These children’s teachers refuse to routinely rely on administering teacher or scheme-assigned stimuli but rather focus their attention on teaching children how to generate their own ideas within the parameters of whole class writing projects.

If you remain sceptical, we urge you to read Anne Haas Dyson’s paper, in which she demonstrates how what she calls children’s ‘textual toys’ (which include TV, video, singing, play and the words and images of the adults and children around them at home) can be brought into the literacy classroom and remixed with school literacy practices to create something new.

We can’t give children rich lives, but we can give them the lens to appreciate the richness that is already there. (Lucy Calkins in Young & Ferguson 2020 p.142)

Believing that the experiences of a particular group of children can never be valid and valuable subjects for writing in school has serious and far-reaching consequences. What teachers really mean when they say things like ‘they won’t have anything to write about’ is – they won’t write about things I (and the school) think are legitimate or relevant. They won’t write about things I can control, or they won’t write about things I have a reference to, and the written product won’t be good enough. Such ideas have serious and negative results on children’s writing performance (Young & Ferguson 2021). Teachers’ perceptions of legitimate writing and subjects for writing are the dominant culture in classrooms and are powerful and over-valued, while children’s cultures, and particularly those of the ‘deprived’ child, are persistently and systematically undervalued (Grainger et al 2003). By asking our pupils to leave their own cultural capital, thoughts, opinions and knowledge outside the writing classroom door, we are requiring them to take on an ‘approved’, sterile and mono-cultural identity that doesn’t honour or take advantage of the richness of their lives. Their own voices go unheard. They develop neither a personal sense of selfhood in their writing, nor do they have the feeling of contributing to a collective writing identity (Young et al in press). 

Writing is a means for children to develop a sense of self, find meaning in the world, and impose themselves upon it. (Young & Ferguson 2020 p.7)

The teacher’s capacity to choose the writing stimulus means that children are not given any autonomy or control over learning how to personally act out on the world through writing. Instead, they quickly learn the life lesson that writing is to be consumed or imitated, and in accordance with someone else’s desires. This is no less than a form of linguistic oppression perpetrated on young writers, and, according to research (Young & Ferguson 2021), it is happening more than we dare to think, and is part of the reason why so many children leave school mystified, intimidated and believing that writing and being a writer is not for them.

However, it is in our power to change this depressing state of affairs.

  • Believe that children will discover what they want to write about if you give them the right support. Every child can find their own ideas for writing if they are taught the kinds of idea generation techniques we describe in our book Real-World Writers. As we have said, this is how all writers begin their process, and it’s therefore among the essential first steps in a child’s writerly education.

DIRECTIONS FOR THIS TASK => Which things does the passage on children's writing name as examples of children's "textual toys"? List them all.

INFORMATION SHOWN =>
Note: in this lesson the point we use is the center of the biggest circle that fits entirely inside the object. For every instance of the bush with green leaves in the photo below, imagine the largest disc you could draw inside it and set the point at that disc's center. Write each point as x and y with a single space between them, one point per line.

TASK RESPONSE =>
- TV
- video
- singing
- play
- the words and images of the adults and children around them at home